■ Seçilmiş alıntı
================
Fukushima nükleer felaketinden yedi yıl sonra: Enkazı temizleme işi çok yüksek maliyetli, karmaşık ve on yıllar alacak bir süreç

 

Fukushima nükleer santralında meydana gelen felaketten yedi yıl sonra radyaoktif enkaz hala devasa bir sorun olarak duruyor ve temizleme işinin on yıllar, hatta bir nesil ve daha fazlasını alacağı belirtiliyor.
================
■ Görevleriniz
- 1) Fukushima metninin başlığı, enkazı temizleme işini hangi nitelemelerle tanımlıyor? Hepsini sıralayın.
- 2) Fukushima metnini son cümlesinden sonra gelecek bir sonraki bölümle sürdürün.

(Koordinat açıklama kayıtları)
================
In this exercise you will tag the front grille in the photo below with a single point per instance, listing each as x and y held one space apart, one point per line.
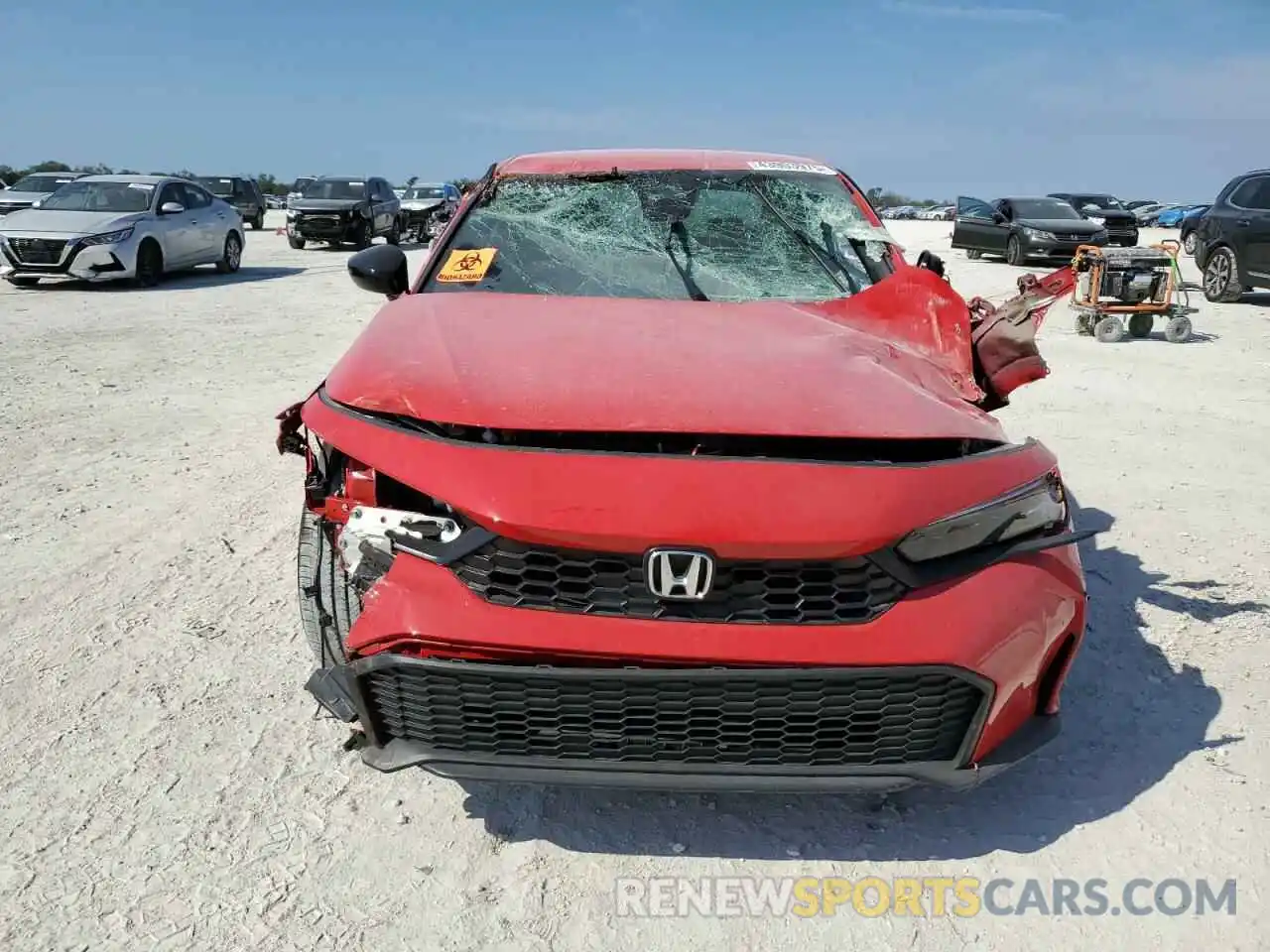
837 592
37 250
811 717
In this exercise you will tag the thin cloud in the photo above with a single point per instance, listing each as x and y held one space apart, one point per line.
992 14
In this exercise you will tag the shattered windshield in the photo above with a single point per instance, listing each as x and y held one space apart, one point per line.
672 235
================
■ Yazılı yanıtlar
- 1) çok yüksek maliyetli, karmaşık, on yıllar alacak

- 2)
Fukushima nükleer santralı felaketinin üzerinden yedi yıl geçti. Santralda radyoaktif atıkları temizleme çalışmalarının daha on yıllarca süreceği uzmanlarca vurgulanıyor. Ülkemizde nükleer santral kurma macerasına atılma konusunda çok hevesli olan siyasal iktidara ve yetkililere, nükleer santrallarda “asla olmaz” denen kazaların ve felaketlerin gerçekleştiğini ve bunların toplumsal, ekonomik ve çevresel açıdan nesilleri de etkileyen yıkıcı sonuçları olabileceğini hatırlatmak ve ülkenin kurumlarıyla nükleer santralda meydana gelebilecek potansiyel acil durumlara ne kadar hazırlıklı olduğunu sormak gerekmiyor mu?

Aşağıda, Fukushima nükleer felaketinden yedi yıl sonraki durum konusunda Scientific American’dan alınan 9 Mart 2018 tarihli bir makale ile Independent Gazetesi sitesinde yayımlanan 2 Şubat 2018 girişli bir haberden derlenmiş bilgiler bulacaksınız.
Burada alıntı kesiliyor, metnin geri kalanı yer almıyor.